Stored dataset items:

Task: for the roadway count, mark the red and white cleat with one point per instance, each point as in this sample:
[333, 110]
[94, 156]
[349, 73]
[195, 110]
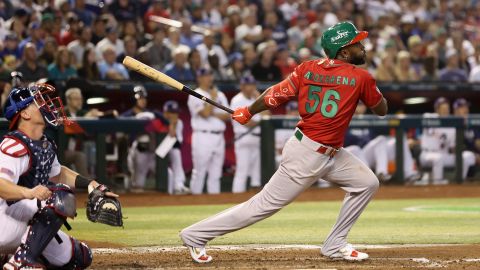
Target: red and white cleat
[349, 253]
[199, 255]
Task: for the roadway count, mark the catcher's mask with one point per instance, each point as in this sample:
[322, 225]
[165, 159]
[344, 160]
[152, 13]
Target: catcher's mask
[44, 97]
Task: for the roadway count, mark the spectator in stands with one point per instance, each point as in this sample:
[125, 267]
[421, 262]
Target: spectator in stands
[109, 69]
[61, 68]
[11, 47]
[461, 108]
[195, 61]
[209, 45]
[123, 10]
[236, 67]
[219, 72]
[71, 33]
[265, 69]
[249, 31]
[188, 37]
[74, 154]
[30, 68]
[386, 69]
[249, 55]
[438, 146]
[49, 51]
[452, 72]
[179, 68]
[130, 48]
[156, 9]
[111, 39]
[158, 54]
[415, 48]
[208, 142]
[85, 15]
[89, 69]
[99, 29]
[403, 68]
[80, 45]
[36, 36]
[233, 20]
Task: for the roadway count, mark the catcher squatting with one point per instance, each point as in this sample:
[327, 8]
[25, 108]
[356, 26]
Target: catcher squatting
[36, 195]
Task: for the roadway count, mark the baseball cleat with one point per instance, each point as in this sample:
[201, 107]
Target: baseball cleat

---

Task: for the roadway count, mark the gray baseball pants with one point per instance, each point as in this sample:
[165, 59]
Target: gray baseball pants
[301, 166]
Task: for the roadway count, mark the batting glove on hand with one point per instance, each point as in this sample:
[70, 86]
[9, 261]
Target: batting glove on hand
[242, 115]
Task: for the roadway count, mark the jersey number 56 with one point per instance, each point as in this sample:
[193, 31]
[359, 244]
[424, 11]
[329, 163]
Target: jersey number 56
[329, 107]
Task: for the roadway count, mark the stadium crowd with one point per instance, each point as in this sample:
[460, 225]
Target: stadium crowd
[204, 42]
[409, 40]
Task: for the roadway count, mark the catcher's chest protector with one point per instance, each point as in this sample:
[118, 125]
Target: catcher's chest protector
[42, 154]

• _INSTRUCTION_: Locate every line in the records that contains the word "white" and copy each one, treating uppercase and lowercase letters as different.

• _THE RESPONSE_:
Task: for the roadway count, mark the red and white cleat with one point per instance, each point as in this sample:
Target: red and white cleat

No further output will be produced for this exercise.